WHAT TO WORK ON:
Starting with the line that contains "the denim jacket.", reproduce each line through the end of the entries exactly as written.

"""

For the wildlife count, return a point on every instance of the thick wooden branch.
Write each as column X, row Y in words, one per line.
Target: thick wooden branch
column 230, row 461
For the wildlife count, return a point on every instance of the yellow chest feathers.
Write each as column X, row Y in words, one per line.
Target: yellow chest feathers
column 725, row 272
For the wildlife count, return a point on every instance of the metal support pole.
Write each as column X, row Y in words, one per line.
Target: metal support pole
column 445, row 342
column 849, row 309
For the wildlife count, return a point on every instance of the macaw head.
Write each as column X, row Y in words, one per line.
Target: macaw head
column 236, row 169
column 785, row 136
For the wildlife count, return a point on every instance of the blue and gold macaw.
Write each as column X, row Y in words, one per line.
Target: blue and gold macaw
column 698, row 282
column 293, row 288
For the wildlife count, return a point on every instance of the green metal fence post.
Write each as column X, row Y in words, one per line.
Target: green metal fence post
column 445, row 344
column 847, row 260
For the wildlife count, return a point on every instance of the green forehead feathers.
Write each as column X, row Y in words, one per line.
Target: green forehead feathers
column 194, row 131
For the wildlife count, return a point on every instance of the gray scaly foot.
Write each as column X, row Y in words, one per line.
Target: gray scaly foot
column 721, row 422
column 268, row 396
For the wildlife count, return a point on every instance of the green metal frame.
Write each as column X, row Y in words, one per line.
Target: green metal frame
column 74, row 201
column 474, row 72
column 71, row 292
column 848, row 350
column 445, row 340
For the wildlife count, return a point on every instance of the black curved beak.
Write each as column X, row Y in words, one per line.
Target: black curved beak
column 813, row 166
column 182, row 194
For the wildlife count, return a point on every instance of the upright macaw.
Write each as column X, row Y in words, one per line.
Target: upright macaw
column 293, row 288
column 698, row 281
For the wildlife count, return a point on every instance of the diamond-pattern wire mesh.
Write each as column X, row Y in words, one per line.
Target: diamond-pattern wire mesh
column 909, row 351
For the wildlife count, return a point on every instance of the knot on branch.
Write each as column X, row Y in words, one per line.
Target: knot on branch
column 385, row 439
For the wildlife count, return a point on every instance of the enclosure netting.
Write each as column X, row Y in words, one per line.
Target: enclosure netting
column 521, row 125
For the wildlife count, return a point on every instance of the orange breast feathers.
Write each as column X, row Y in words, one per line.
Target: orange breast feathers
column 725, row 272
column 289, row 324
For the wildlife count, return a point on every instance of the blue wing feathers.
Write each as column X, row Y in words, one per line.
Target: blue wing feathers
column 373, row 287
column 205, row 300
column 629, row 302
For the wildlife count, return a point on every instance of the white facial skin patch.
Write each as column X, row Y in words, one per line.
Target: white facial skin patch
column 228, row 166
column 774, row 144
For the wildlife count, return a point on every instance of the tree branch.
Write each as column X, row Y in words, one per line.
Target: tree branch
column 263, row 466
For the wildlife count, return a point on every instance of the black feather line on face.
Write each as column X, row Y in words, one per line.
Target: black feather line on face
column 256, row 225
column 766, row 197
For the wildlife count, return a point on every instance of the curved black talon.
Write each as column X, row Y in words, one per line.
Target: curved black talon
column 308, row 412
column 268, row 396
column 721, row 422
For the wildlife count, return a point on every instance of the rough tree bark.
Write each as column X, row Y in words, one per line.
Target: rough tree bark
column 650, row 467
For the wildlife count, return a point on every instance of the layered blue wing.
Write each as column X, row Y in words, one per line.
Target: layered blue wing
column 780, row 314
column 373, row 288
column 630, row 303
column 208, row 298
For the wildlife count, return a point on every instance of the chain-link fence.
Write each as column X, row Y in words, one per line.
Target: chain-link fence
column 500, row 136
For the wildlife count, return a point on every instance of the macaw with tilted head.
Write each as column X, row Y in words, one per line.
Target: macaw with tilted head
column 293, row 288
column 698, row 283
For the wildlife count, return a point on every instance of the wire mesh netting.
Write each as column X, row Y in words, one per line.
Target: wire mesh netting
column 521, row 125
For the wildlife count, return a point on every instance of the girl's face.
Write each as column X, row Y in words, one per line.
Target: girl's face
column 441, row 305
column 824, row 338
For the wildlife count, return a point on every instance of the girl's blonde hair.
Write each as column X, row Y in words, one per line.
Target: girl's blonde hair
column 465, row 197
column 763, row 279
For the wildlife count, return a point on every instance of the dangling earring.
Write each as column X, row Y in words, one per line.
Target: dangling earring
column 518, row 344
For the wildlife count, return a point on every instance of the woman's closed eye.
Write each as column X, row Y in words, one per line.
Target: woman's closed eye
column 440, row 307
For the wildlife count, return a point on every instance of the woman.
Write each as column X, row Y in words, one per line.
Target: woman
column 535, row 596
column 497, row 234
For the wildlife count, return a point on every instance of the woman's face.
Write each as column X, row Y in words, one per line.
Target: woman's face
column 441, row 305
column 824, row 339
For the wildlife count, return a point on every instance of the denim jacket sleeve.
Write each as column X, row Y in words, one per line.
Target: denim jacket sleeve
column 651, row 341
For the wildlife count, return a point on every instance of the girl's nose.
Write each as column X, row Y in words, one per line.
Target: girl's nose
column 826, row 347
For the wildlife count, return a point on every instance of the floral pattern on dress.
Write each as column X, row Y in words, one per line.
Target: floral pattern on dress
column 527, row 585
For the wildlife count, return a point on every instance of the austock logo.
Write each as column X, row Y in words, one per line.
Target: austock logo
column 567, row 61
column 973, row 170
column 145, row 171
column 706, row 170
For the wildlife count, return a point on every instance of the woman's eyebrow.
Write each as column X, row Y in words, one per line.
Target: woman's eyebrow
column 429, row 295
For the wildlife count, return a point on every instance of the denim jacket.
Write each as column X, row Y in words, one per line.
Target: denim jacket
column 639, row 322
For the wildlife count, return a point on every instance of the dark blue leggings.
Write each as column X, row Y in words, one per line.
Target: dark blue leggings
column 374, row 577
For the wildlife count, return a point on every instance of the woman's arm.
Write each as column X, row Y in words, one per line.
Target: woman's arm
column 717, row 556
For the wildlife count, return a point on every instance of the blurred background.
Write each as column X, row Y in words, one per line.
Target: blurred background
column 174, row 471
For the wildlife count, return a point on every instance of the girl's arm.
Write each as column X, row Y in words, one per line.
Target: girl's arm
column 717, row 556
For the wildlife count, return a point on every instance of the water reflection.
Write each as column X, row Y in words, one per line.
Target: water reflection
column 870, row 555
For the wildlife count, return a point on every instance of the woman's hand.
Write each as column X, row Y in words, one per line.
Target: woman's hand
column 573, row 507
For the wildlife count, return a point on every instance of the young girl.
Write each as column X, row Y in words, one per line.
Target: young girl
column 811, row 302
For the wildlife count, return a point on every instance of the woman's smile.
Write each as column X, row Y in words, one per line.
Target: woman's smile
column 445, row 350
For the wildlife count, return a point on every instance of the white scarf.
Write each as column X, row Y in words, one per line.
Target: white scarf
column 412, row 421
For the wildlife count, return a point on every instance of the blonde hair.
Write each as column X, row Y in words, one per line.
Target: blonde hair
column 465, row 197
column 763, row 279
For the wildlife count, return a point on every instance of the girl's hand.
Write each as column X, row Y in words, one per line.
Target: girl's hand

"""

EXERCISE OUTPUT:
For the wildlife count, return a point on every instance of the denim jacket.
Write each as column X, row Y in words, one per line.
Target: denim jacket
column 639, row 322
For the wildlife count, return a point on every instance of the dark blue leggings.
Write each as column X, row Y in words, one per line.
Target: dark blue leggings
column 374, row 577
For the wildlife count, return a point on every instance of the woman's arm.
Write each as column X, row Y in words, one per line.
Target: woman's arm
column 717, row 556
For the wildlife count, return a point on every instance of the blurred background.
Write each as column X, row Y in words, one per line.
Target: blurred background
column 174, row 471
For the wildlife count, return a point on every instance of the girl's arm.
Write each as column X, row Y in words, one per line.
Target: girl's arm
column 717, row 556
For the wildlife count, return a point on every instance of the water reflection.
Write each as column X, row Y in words, one per line.
Target: water reflection
column 870, row 555
For the wildlife count, return a point on every instance of the woman's hand.
Write each as column X, row Y in words, one per line.
Target: woman's hand
column 573, row 507
For the wildlife count, return a point on every instance of the young girl.
Write each as column X, row Y in words, one per line.
Target: young girl
column 811, row 302
For the wildlife count, return a point on every instance of the woman's smile.
Write each as column X, row Y in words, one per line.
Target: woman's smile
column 445, row 350
For the wildlife count, return a point on every instance of the white scarf.
Write each as column X, row Y in words, one per line.
Target: white scarf
column 412, row 421
For the wildlife count, return a point on every instance of the blonde hair.
Write each as column X, row Y in words, one per line.
Target: blonde hair
column 465, row 197
column 763, row 279
For the wildlife count, return a point on every instance of the girl's hand.
Write each as column X, row Y in words, one per line.
Target: girl's hand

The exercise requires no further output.